━━ Provided entries ━━
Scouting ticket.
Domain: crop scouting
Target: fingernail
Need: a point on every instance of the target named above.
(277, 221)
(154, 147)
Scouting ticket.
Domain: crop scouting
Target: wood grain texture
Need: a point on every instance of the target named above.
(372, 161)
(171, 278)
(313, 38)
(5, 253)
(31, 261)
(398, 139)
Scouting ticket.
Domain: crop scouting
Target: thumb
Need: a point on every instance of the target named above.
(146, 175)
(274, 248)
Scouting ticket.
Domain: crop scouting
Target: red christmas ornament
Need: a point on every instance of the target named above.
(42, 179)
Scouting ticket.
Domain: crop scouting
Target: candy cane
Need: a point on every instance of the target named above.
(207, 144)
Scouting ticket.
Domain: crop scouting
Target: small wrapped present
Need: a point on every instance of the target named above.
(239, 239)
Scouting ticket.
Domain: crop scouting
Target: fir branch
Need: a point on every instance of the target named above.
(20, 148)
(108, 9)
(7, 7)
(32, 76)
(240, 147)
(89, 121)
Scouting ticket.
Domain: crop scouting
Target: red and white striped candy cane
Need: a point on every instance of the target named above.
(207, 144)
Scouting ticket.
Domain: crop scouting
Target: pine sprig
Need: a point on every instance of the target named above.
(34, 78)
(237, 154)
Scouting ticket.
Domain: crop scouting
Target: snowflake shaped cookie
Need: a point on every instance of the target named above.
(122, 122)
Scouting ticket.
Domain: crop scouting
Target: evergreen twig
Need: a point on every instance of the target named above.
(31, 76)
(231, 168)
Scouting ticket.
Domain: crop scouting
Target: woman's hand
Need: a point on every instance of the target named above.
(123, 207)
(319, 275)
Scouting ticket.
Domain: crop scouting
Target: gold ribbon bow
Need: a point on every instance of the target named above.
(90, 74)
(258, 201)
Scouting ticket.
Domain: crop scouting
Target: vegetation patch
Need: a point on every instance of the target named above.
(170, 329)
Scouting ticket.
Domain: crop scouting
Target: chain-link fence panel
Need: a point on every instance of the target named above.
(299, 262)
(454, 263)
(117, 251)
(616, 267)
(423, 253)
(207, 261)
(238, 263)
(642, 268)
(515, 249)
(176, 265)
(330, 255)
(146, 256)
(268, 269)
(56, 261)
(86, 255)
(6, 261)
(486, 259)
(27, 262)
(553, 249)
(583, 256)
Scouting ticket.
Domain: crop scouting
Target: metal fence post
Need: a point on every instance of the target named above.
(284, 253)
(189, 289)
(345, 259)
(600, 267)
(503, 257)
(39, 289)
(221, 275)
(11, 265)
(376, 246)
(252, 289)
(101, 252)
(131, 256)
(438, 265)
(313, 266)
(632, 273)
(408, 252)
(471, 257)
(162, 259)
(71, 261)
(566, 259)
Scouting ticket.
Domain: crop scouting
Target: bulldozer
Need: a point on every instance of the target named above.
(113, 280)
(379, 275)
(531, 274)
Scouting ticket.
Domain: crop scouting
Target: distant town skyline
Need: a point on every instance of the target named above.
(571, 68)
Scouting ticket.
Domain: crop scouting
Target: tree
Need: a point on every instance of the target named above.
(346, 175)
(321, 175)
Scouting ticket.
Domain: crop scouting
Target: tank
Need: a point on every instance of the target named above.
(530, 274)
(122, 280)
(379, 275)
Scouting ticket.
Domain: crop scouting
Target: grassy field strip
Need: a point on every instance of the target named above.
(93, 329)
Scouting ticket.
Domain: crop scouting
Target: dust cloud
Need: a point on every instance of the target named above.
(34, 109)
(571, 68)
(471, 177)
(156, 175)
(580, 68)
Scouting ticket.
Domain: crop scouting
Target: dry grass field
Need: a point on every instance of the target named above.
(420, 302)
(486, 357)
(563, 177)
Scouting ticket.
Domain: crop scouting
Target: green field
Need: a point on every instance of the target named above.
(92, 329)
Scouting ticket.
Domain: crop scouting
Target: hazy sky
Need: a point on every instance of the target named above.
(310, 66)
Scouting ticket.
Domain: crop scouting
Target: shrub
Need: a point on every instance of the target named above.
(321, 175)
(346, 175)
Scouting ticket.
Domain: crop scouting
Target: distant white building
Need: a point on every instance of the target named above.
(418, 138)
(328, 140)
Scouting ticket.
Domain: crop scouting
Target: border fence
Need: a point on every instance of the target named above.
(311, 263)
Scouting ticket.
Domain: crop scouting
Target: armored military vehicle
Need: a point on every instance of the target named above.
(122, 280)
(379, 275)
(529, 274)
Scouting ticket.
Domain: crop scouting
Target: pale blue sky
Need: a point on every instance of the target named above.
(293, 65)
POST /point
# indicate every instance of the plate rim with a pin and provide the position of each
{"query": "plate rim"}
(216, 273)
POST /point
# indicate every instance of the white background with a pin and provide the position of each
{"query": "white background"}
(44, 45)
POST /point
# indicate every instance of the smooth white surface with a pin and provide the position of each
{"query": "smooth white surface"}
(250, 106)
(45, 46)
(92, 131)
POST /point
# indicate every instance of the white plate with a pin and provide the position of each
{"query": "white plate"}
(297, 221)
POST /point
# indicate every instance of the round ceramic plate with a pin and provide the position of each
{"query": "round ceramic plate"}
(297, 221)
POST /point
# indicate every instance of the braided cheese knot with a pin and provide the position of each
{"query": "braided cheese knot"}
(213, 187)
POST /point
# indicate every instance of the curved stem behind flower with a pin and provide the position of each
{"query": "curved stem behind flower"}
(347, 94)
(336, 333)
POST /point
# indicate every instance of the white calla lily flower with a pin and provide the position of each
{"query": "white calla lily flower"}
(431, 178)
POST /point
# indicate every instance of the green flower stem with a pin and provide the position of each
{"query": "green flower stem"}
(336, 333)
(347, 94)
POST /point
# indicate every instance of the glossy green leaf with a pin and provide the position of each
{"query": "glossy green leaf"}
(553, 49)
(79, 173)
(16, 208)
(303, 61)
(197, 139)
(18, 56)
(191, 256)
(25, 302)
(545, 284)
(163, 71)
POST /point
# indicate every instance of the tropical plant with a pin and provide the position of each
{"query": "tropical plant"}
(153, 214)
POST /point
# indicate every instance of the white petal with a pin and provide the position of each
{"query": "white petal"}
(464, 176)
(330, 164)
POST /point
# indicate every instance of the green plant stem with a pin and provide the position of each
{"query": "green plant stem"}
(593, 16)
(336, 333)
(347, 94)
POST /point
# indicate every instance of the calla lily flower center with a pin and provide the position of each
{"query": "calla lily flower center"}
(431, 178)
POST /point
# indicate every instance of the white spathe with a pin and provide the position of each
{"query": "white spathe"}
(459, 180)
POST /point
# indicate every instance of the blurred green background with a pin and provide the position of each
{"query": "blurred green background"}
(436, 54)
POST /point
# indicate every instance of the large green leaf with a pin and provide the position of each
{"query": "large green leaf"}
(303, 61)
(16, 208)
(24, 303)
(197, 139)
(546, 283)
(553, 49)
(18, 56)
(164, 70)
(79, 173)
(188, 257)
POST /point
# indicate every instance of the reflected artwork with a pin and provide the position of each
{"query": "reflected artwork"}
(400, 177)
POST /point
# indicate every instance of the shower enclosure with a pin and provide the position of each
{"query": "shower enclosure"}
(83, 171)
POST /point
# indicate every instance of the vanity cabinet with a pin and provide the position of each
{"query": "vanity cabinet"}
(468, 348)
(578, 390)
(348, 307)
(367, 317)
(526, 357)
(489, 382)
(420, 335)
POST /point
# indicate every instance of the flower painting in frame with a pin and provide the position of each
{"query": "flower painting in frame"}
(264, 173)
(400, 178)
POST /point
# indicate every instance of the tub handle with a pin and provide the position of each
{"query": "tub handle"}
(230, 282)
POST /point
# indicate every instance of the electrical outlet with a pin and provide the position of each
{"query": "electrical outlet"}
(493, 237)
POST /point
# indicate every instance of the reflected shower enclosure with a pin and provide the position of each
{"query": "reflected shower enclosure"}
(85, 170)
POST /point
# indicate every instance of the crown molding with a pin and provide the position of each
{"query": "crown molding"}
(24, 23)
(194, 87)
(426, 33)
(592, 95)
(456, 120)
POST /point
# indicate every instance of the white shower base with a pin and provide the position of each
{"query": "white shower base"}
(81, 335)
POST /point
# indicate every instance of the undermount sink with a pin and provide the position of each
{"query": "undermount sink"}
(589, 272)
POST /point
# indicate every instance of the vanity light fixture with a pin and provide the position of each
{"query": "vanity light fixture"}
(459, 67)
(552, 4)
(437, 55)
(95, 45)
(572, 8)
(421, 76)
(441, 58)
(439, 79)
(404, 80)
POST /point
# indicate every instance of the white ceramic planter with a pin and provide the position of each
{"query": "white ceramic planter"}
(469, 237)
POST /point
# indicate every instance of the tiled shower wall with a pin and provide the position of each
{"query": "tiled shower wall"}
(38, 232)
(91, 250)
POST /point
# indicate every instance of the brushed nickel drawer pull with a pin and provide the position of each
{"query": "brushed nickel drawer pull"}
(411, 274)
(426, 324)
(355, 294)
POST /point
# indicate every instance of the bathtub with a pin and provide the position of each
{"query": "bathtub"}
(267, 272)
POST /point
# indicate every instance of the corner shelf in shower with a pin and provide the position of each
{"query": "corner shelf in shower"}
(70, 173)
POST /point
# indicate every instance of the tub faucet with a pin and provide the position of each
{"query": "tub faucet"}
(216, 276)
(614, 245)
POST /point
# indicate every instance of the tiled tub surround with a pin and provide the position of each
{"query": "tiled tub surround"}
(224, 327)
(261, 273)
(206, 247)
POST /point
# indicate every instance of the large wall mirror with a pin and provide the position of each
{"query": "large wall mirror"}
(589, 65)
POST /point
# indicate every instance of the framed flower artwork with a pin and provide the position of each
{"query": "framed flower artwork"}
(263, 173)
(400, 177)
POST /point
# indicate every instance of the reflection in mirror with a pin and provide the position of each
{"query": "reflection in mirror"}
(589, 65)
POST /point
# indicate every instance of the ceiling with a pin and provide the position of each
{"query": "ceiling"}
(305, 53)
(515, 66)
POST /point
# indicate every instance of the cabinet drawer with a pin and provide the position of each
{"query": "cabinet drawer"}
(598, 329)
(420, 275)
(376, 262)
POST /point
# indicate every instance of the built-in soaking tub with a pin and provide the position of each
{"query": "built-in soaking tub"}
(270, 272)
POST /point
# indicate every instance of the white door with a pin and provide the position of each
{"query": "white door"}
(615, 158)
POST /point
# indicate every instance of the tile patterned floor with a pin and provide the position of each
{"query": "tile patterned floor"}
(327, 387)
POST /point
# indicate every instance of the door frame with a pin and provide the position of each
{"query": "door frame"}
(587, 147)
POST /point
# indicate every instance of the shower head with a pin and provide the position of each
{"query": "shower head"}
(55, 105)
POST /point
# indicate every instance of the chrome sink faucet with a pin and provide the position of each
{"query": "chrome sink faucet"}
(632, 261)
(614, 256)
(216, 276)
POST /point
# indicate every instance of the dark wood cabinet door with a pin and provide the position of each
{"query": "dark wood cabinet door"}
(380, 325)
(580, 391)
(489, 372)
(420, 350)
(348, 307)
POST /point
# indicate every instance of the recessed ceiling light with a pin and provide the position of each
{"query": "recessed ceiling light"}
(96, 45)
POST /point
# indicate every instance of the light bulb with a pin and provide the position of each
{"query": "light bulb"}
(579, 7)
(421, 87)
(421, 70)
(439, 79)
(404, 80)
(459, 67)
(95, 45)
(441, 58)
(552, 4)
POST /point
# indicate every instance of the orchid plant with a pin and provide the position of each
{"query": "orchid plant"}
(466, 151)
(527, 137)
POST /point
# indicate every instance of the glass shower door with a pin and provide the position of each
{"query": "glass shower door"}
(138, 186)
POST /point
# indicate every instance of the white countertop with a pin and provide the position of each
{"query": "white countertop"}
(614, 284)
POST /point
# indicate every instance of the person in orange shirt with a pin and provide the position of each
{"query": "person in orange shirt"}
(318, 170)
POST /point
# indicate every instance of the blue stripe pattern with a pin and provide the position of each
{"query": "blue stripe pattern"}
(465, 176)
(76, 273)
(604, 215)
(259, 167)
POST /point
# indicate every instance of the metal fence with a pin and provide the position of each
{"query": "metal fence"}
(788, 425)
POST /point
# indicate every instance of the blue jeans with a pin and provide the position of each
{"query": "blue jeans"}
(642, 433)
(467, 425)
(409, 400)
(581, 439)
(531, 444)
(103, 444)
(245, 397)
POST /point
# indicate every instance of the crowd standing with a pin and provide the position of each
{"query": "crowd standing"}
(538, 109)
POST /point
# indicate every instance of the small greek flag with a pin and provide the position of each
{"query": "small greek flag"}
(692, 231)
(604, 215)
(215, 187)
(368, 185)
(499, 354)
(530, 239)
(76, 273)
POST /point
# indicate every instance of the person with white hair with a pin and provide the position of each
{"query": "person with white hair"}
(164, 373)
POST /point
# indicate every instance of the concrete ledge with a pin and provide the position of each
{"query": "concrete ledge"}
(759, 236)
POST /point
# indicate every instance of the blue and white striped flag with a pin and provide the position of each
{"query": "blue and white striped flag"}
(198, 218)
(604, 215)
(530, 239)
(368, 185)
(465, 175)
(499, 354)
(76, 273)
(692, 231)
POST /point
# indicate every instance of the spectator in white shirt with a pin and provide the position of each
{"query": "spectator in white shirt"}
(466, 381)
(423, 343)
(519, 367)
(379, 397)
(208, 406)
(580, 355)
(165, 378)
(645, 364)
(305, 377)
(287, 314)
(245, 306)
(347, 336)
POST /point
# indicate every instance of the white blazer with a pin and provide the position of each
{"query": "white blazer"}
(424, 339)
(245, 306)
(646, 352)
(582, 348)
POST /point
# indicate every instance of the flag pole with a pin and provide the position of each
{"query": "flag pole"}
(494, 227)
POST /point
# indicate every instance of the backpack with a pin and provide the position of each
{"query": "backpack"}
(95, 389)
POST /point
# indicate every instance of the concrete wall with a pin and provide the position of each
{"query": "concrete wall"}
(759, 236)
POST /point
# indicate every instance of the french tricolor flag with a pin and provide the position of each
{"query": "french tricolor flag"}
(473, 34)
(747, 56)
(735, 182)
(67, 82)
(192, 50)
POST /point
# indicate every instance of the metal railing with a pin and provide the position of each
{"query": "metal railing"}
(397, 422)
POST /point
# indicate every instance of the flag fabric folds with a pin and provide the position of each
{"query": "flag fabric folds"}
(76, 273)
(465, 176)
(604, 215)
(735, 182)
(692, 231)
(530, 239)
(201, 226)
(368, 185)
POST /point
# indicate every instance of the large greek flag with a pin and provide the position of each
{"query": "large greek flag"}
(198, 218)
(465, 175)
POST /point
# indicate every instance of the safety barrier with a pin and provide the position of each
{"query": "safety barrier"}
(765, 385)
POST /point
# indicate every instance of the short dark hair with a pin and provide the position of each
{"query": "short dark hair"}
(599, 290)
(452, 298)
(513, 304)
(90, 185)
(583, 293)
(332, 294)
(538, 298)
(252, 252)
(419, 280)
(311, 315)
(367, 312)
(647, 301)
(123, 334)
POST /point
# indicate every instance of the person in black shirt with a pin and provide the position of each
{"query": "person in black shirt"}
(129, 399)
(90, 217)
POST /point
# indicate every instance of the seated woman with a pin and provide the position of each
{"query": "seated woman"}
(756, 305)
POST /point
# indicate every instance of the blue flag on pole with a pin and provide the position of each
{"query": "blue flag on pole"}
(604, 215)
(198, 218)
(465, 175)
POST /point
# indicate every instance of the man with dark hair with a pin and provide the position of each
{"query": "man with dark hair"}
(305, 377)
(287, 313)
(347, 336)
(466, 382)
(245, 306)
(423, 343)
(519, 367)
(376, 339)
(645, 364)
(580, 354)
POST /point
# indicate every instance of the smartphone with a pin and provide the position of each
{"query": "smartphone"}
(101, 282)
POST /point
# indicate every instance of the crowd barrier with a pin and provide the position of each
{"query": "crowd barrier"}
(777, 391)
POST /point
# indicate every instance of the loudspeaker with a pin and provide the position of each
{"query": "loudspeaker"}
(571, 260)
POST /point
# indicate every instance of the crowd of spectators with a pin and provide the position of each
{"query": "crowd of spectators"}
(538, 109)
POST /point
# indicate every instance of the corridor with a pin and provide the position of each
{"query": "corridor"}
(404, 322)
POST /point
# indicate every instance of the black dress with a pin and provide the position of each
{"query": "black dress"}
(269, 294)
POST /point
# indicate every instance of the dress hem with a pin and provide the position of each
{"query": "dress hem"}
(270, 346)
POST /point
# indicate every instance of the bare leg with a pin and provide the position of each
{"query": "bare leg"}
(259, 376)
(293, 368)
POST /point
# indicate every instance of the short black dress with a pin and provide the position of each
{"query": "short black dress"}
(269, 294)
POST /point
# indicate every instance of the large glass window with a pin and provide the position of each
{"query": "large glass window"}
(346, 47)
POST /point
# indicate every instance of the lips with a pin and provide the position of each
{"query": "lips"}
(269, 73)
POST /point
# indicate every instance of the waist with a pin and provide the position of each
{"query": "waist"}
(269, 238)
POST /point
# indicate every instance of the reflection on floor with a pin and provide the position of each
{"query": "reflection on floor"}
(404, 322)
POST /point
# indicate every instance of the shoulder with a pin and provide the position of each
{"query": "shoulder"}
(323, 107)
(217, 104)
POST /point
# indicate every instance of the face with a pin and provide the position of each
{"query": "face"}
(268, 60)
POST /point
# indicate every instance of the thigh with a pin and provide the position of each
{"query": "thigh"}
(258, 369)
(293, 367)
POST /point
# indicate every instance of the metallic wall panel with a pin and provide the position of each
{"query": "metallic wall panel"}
━━━
The task: From the material above, copy exactly the lines between the line holding "# indicate every instance of the glass" and the line holding "# indicate every instance of the blue jeans", inclusive, and only those.

Output for this exercise:
# indicate every instance of the glass shower door with a pin and provide the position of each
{"query": "glass shower door"}
(138, 186)
POST /point
# indicate every instance of the white countertop with a pin and provide the position of each
{"query": "white countertop"}
(614, 284)
POST /point
# indicate every instance of the person in orange shirt with a pin and provide the position of each
{"query": "person in orange shirt"}
(318, 170)
POST /point
# indicate every instance of the blue stripe pattern with a pin and provide the position of each
{"query": "blue stripe pattern"}
(465, 176)
(76, 273)
(604, 215)
(259, 167)
POST /point
# indicate every instance of the metal fence with a pin and provide the position of each
{"query": "metal fence"}
(788, 425)
POST /point
# indicate every instance of the blue jeans with a pin and provide the position of each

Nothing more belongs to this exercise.